### [Requirement]
Look below for the line that contains "Where can the man's stubble", then copy it and each following line exactly, through and including the line that contains "Where can the orange".

=== Data for processing ===

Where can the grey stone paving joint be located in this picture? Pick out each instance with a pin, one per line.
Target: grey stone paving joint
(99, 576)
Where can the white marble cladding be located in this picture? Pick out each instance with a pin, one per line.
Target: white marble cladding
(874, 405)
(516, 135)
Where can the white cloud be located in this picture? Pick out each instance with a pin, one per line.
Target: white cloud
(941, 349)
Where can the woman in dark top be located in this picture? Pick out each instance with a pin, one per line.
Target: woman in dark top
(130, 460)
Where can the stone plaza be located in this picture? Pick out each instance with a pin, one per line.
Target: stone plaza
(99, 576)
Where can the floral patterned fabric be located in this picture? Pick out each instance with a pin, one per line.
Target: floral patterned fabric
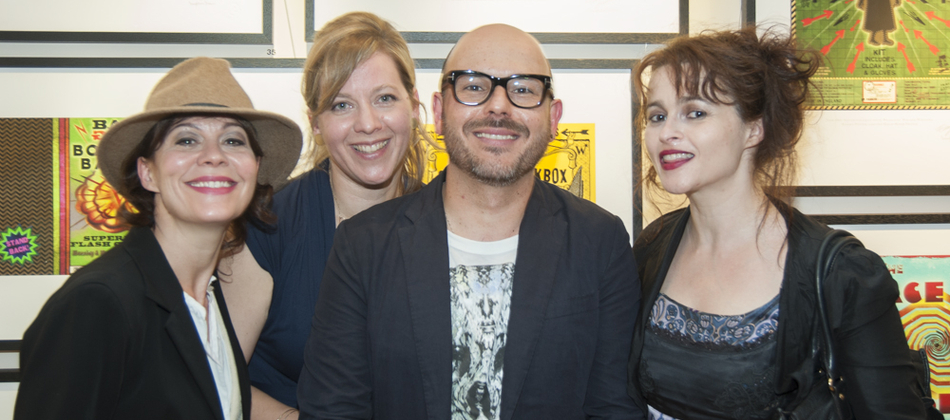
(698, 365)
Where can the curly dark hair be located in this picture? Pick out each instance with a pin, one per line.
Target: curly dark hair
(142, 212)
(763, 77)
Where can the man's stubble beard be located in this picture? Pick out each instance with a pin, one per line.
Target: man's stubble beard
(494, 173)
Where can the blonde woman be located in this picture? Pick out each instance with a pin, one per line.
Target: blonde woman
(359, 85)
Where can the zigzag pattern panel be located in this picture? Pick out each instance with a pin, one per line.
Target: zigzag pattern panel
(26, 189)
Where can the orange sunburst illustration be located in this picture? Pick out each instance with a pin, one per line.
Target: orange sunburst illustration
(100, 203)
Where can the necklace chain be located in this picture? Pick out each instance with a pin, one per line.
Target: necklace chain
(340, 217)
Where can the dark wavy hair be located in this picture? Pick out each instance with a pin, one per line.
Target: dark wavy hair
(763, 77)
(143, 200)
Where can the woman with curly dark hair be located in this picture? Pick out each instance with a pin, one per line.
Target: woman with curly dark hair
(726, 326)
(143, 331)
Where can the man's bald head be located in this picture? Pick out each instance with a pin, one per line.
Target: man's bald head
(500, 50)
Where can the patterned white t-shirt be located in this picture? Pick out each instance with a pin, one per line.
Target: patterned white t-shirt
(481, 276)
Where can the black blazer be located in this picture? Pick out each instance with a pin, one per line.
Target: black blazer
(117, 342)
(879, 379)
(381, 344)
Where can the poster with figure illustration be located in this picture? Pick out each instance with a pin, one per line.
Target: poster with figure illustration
(925, 312)
(568, 162)
(878, 54)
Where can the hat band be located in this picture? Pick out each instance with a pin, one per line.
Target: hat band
(204, 104)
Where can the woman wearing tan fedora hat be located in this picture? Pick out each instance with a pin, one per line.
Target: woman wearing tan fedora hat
(143, 331)
(359, 86)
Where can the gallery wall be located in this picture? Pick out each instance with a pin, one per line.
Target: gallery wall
(846, 155)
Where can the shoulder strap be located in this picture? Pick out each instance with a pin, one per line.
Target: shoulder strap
(827, 255)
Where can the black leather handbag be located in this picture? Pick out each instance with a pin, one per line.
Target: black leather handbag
(825, 399)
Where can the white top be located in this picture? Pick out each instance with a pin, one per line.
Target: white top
(214, 338)
(481, 277)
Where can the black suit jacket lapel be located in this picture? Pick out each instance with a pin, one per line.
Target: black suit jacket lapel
(162, 287)
(427, 281)
(540, 246)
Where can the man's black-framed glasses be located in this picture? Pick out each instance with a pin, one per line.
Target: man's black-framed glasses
(475, 88)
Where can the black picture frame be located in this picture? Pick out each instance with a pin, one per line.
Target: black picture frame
(542, 37)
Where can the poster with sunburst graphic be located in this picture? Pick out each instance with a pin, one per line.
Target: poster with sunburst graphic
(877, 54)
(92, 204)
(568, 161)
(925, 311)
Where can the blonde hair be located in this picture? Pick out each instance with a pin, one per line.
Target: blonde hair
(341, 46)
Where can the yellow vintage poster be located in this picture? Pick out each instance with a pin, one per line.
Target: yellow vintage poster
(568, 162)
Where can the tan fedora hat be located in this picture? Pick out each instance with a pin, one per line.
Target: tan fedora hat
(203, 85)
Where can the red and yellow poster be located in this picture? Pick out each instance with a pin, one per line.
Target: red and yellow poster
(567, 163)
(925, 311)
(91, 204)
(878, 54)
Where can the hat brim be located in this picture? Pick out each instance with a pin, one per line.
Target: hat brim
(278, 136)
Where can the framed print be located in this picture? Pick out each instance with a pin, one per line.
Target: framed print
(602, 22)
(879, 54)
(138, 21)
(860, 148)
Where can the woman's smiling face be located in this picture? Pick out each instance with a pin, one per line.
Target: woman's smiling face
(695, 143)
(369, 127)
(204, 172)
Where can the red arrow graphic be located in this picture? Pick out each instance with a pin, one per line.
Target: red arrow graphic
(920, 35)
(903, 50)
(860, 49)
(838, 35)
(825, 15)
(931, 16)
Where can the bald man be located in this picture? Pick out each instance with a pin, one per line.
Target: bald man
(488, 294)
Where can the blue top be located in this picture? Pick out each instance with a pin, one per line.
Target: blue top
(295, 254)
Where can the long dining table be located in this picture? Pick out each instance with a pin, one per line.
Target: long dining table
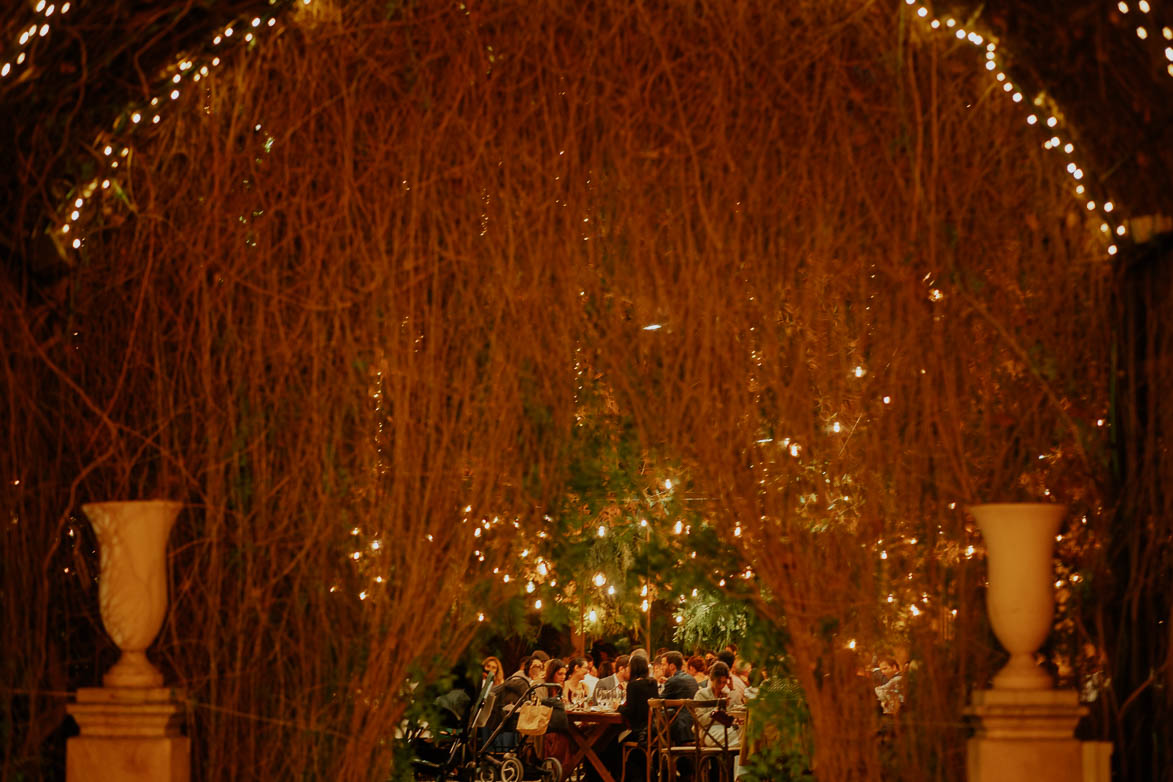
(590, 730)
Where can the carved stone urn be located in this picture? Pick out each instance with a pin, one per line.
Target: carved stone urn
(1019, 538)
(131, 541)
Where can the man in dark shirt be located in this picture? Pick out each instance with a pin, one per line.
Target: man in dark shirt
(641, 688)
(678, 685)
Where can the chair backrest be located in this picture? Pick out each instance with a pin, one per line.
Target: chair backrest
(662, 713)
(703, 725)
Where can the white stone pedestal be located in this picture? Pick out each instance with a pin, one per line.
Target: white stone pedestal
(128, 734)
(1025, 735)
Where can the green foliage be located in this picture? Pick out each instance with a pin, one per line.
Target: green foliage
(778, 733)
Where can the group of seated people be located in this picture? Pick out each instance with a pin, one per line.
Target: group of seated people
(631, 681)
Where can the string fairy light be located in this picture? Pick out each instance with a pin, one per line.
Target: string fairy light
(40, 27)
(115, 148)
(1036, 117)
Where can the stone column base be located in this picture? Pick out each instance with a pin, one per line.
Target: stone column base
(1025, 735)
(128, 735)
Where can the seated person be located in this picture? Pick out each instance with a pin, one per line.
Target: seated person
(641, 688)
(892, 692)
(698, 670)
(576, 692)
(616, 684)
(719, 728)
(678, 685)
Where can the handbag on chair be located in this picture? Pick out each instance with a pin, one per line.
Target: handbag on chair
(533, 719)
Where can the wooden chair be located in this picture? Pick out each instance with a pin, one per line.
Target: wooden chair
(712, 741)
(643, 747)
(660, 715)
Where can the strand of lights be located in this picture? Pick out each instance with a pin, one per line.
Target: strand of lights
(114, 149)
(1046, 121)
(1143, 32)
(40, 27)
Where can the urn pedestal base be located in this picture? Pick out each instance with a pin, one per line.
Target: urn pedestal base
(1028, 735)
(128, 735)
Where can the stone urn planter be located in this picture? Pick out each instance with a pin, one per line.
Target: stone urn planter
(131, 541)
(1019, 538)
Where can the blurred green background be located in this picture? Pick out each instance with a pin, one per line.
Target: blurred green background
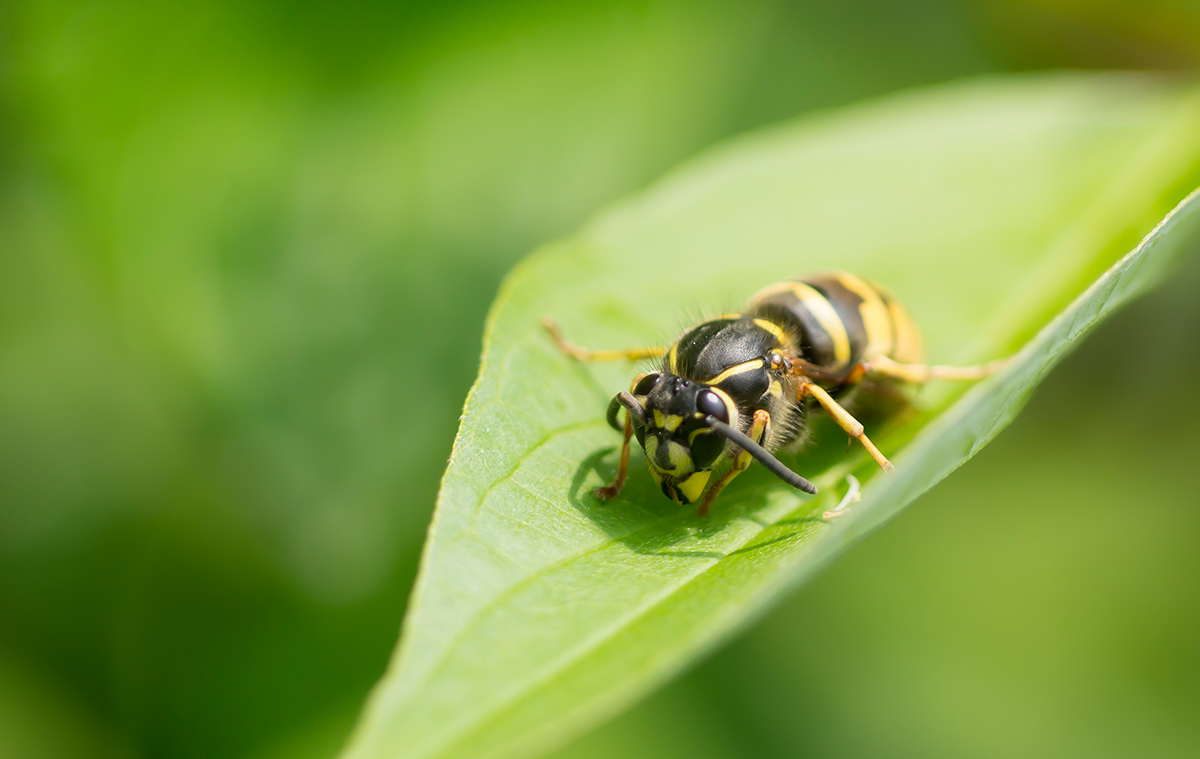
(246, 250)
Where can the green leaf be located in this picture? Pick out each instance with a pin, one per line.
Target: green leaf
(985, 207)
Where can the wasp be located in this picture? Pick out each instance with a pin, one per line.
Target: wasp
(737, 388)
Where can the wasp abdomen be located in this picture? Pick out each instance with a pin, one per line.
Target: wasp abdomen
(839, 320)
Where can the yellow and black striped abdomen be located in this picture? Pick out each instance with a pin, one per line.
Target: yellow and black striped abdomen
(839, 320)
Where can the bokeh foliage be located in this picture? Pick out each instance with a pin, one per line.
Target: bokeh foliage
(245, 255)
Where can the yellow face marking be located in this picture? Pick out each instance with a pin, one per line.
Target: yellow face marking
(730, 406)
(737, 369)
(876, 317)
(694, 486)
(773, 329)
(821, 310)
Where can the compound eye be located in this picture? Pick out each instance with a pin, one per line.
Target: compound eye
(647, 383)
(711, 404)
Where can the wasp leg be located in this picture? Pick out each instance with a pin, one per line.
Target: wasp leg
(846, 422)
(612, 489)
(585, 354)
(757, 432)
(852, 496)
(921, 372)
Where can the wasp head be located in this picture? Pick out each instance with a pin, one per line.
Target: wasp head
(671, 418)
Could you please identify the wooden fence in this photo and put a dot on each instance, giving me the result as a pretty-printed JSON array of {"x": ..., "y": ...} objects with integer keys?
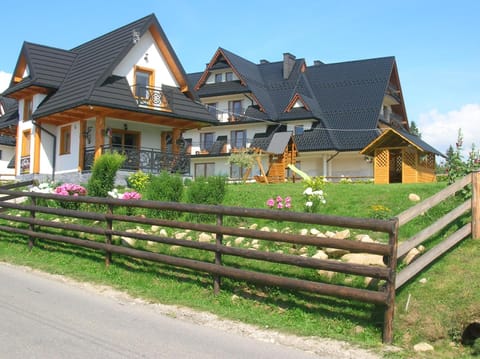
[{"x": 108, "y": 225}]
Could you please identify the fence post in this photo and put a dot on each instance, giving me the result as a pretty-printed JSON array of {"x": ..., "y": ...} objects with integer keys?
[
  {"x": 218, "y": 255},
  {"x": 31, "y": 240},
  {"x": 475, "y": 204},
  {"x": 108, "y": 236},
  {"x": 390, "y": 287}
]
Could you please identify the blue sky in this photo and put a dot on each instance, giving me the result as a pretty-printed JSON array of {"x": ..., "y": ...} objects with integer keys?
[{"x": 435, "y": 43}]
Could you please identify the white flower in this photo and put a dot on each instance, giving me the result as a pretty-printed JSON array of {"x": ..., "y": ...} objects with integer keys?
[{"x": 308, "y": 191}]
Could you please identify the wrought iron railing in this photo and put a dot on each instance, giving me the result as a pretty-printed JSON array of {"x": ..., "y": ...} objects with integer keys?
[
  {"x": 148, "y": 160},
  {"x": 152, "y": 97}
]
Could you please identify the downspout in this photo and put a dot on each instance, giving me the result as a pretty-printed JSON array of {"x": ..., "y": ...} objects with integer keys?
[
  {"x": 54, "y": 146},
  {"x": 331, "y": 158}
]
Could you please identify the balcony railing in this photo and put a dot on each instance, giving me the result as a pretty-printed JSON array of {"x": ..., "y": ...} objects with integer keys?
[
  {"x": 148, "y": 160},
  {"x": 152, "y": 97}
]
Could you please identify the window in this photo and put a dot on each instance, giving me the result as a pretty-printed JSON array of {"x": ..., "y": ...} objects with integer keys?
[
  {"x": 143, "y": 81},
  {"x": 206, "y": 141},
  {"x": 204, "y": 169},
  {"x": 27, "y": 109},
  {"x": 26, "y": 143},
  {"x": 298, "y": 130},
  {"x": 236, "y": 171},
  {"x": 212, "y": 108},
  {"x": 65, "y": 140},
  {"x": 238, "y": 139}
]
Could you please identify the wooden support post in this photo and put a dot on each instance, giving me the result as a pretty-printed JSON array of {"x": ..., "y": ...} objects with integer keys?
[
  {"x": 218, "y": 256},
  {"x": 475, "y": 205},
  {"x": 390, "y": 287},
  {"x": 108, "y": 236},
  {"x": 31, "y": 240},
  {"x": 99, "y": 135}
]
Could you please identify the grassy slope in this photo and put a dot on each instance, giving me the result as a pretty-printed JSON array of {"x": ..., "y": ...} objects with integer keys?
[{"x": 436, "y": 313}]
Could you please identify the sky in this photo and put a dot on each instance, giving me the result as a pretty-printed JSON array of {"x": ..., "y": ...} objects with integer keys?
[{"x": 435, "y": 43}]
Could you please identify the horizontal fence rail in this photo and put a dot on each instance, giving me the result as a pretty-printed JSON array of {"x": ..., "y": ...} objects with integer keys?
[{"x": 106, "y": 227}]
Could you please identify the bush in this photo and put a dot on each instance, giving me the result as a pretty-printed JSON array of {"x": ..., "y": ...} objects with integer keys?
[
  {"x": 206, "y": 190},
  {"x": 138, "y": 181},
  {"x": 165, "y": 187},
  {"x": 104, "y": 171}
]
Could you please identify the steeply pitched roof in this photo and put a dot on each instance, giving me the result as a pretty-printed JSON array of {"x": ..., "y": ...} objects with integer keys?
[
  {"x": 344, "y": 98},
  {"x": 84, "y": 74}
]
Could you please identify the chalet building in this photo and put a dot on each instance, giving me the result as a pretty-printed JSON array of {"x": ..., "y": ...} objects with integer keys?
[
  {"x": 124, "y": 91},
  {"x": 333, "y": 112},
  {"x": 127, "y": 91}
]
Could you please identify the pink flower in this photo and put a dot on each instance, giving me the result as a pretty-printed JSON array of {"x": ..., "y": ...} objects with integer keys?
[
  {"x": 270, "y": 202},
  {"x": 131, "y": 195}
]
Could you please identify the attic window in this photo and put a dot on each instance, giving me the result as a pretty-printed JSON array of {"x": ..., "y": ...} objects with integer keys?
[{"x": 298, "y": 104}]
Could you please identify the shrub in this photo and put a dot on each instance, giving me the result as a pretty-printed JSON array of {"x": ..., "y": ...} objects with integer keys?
[
  {"x": 206, "y": 190},
  {"x": 138, "y": 181},
  {"x": 165, "y": 187},
  {"x": 70, "y": 189},
  {"x": 104, "y": 171}
]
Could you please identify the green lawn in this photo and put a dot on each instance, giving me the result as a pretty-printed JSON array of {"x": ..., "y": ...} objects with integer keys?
[{"x": 436, "y": 313}]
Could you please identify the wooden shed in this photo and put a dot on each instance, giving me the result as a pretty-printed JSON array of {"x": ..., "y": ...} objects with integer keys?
[{"x": 400, "y": 157}]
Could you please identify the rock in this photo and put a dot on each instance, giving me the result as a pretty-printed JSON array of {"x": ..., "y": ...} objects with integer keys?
[
  {"x": 238, "y": 240},
  {"x": 330, "y": 234},
  {"x": 304, "y": 232},
  {"x": 320, "y": 255},
  {"x": 128, "y": 242},
  {"x": 342, "y": 234},
  {"x": 314, "y": 231},
  {"x": 364, "y": 258},
  {"x": 336, "y": 252},
  {"x": 422, "y": 347},
  {"x": 413, "y": 254},
  {"x": 163, "y": 233},
  {"x": 180, "y": 235},
  {"x": 414, "y": 197},
  {"x": 205, "y": 237},
  {"x": 326, "y": 273}
]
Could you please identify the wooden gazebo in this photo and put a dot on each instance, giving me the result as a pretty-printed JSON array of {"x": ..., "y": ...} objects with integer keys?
[{"x": 400, "y": 157}]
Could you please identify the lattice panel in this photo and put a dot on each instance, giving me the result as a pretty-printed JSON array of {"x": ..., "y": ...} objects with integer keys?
[{"x": 381, "y": 158}]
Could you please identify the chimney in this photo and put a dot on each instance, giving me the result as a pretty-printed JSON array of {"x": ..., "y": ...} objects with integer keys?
[{"x": 288, "y": 64}]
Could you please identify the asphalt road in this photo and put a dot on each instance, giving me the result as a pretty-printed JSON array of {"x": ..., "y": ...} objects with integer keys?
[{"x": 41, "y": 317}]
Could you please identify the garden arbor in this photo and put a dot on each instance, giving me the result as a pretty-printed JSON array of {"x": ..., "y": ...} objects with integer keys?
[{"x": 400, "y": 157}]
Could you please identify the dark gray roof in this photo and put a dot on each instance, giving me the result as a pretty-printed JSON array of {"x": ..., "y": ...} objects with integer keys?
[
  {"x": 344, "y": 98},
  {"x": 83, "y": 75}
]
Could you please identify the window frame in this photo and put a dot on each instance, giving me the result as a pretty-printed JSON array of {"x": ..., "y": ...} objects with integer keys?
[
  {"x": 65, "y": 140},
  {"x": 27, "y": 109},
  {"x": 26, "y": 137}
]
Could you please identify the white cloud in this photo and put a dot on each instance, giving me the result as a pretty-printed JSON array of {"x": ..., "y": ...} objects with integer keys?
[
  {"x": 4, "y": 80},
  {"x": 440, "y": 130}
]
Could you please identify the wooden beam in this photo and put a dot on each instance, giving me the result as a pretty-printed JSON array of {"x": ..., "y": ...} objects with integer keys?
[{"x": 99, "y": 135}]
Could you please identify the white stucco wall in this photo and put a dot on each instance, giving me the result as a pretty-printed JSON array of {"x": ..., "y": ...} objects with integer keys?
[{"x": 146, "y": 54}]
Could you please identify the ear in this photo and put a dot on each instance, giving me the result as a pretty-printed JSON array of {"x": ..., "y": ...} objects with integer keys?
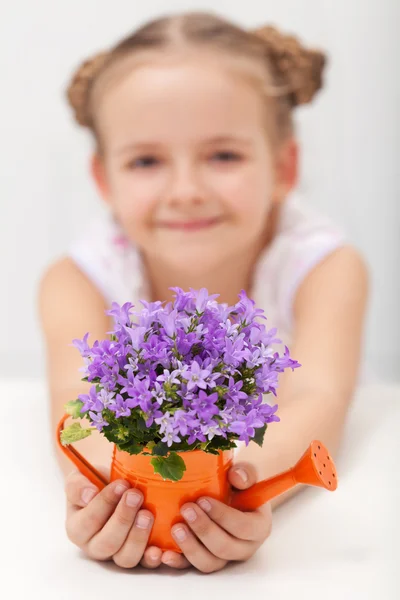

===

### [Solution for this problem]
Where can the man's stubble beard be located in this picture? Pick out each instance with a pin, one per line.
Target: man's stubble beard
(494, 173)
Where can the blonde woman be located in this picture? Pick out each instance with a pin, one per line.
Target: blonde woman
(359, 85)
Where can the zigzag pattern panel be located in this picture? Pick out each instance with a pin, one per line.
Target: zigzag pattern panel
(26, 189)
Where can the orange sunburst illustration be located in this picture? Pick out each instance with a pin, one per line.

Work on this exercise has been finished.